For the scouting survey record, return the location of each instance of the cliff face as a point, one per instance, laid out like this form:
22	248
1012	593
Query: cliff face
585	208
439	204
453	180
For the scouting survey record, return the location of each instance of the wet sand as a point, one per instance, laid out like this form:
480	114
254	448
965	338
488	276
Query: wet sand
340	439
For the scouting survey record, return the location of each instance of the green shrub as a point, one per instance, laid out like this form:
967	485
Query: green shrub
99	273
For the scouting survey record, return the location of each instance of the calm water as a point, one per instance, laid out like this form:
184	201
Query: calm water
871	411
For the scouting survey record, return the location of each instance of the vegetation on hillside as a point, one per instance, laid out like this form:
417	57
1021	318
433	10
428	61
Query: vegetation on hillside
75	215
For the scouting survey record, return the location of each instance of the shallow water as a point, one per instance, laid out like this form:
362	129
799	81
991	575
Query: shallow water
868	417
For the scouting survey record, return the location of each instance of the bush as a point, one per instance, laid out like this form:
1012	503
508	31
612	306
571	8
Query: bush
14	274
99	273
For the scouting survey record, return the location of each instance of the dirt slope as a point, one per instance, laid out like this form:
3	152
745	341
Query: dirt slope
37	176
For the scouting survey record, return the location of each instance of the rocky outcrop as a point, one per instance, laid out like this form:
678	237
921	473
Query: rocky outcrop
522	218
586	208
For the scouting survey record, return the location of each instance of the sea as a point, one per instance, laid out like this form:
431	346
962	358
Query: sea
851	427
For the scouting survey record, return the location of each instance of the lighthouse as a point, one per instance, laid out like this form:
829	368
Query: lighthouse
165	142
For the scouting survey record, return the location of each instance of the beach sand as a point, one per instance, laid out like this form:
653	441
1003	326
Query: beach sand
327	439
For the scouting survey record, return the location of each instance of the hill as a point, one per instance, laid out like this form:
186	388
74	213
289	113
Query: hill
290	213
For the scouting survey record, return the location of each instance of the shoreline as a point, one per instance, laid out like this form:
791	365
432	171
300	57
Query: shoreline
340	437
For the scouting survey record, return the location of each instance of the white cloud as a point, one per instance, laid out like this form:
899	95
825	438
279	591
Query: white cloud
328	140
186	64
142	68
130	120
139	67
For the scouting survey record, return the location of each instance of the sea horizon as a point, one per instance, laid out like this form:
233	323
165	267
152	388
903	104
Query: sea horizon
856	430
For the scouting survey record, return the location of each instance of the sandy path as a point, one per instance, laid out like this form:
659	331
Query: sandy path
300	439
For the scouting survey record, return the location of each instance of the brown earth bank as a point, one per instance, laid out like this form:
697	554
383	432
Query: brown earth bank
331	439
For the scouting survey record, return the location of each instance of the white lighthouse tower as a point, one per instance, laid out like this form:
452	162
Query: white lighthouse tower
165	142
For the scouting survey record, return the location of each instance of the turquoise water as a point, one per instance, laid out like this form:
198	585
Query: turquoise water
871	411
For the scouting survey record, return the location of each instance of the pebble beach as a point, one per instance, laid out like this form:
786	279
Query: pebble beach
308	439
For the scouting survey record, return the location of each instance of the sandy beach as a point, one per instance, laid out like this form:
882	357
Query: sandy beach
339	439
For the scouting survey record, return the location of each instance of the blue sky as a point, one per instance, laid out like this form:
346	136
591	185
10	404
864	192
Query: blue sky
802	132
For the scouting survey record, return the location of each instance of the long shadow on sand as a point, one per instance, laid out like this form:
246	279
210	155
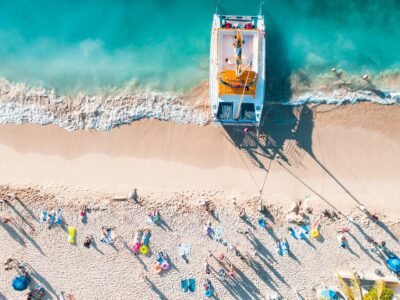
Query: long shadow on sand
285	132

» Your objective
Quote every entry exactly, with the pictures omitted.

» Exercise result
For the scouting survey record, return the location of each instance of the cliff face as a point, one per instance, laid out like this form:
22	248
1012	593
Query: cliff face
585	208
439	204
453	180
For the scouting survey record, return the location of each instance of the wet sand as a point, one per instance, laid out like this form:
480	114
254	448
965	338
488	276
Query: wet sand
340	439
For the scouting survey record, return the location of each instance of the green shrub as a point, one per instance, laid out like this form:
967	485
Query: green shrub
99	273
For the scouting survey record, return the location of each instance of the calm water as a point, one per instance, laid out like this form:
184	201
Query: calm water
871	411
For the scouting survey record, return the location of each instance of the vegetation on hillside as a point, one per instance, laid out like this form:
417	57
1021	318
433	10
428	61
Query: vegetation on hillside
75	215
For the scouting survey record, return the location of each instance of the shallow water as a point, one per instance, laid out like this form:
362	129
799	81
991	575
Query: shallow water
868	417
For the scouting survey record, return the location of each instance of the bush as a point, one per instance, laid out like this form:
1012	503
508	31
612	306
571	8
Query: bush
14	274
99	273
For the scouting survey record, return the location of each instance of the dirt slope as a point, one per instance, laid out like this form:
3	152
745	341
Query: dirt slope
37	176
For the scouting survey record, return the location of each instance of the rocky outcrop as a point, one per instance, laid out like this form:
678	237
921	473
Query: rocky outcrop
522	218
586	208
For the scouting survey record, return the location of each instance of the sea as a point, one per instance, laid out like this form:
431	346
962	358
Query: sea
851	427
For the scouting survey record, return the location of each instance of the lighthouse as a point, one per instance, laid out like this form:
829	368
Query: lighthouse
165	142
For the scouting survey record, return the location of each instance of the beach sand as a point, one per instance, laid out like this form:
653	441
1003	326
Query: beach sand
327	439
For the scouting survey record, return the location of each instance of the hill as a point, one per instance, laid out like this form:
186	388
74	213
289	113
Query: hill
290	213
For the scouting survey record, return the location of each instance of the shoreline as a point, one per instance, laid out like this form:
791	365
432	171
300	57
Query: shoreline
340	437
For the scouting survey record, return the location of each instance of the white cloud as a point, one per instance, laid out like this form:
899	95
825	438
279	591
Query: white cloud
328	140
186	64
142	68
130	120
139	67
For the scouting survey record, return the location of each instance of the sea horizon as a point, one per instance, laid out like this form:
233	323
165	267
152	388
903	104
Query: sea horizon
856	430
For the scouting survey record, return the location of each instance of the sandy path as a point, one per instance, laid out like this form:
659	331
Query: sandy path
300	439
For the scouting survey record, return the location of each instance of the brown earth bank as a point, one per instance, laid out like this form:
697	554
383	432
Query: brown earth bank
331	439
For the scouting survey record, return the location of each instance of the white lighthouse tower as a point, one per instance, laid out like this form:
452	162
Query: white lighthouse tower
165	142
For the scouting survey record, return the location of each instance of the turquoise water as a point, one per instance, laid out like this form:
198	585
Query: turquoise water
871	411
For the scouting survey record, return the location of each instance of the pebble beach as a point, one per instance, laid out like this form:
786	279
Query: pebble beach
308	439
For the scouting survey record, return the location of each instance of the sandy beach as a point, one per instance, laid out like this form:
882	357
Query: sandy beach
339	439
For the scouting survey record, return the location of each instance of the blue sky as a point, one per instance, laid out like this form:
346	136
591	185
10	404
864	192
Query: blue sky
802	132
For the scouting survey record, return the location of each instance of the long shadow on sand as a point, one per instance, laid out like this form:
246	279
210	155
Query: long shadow on sand
285	132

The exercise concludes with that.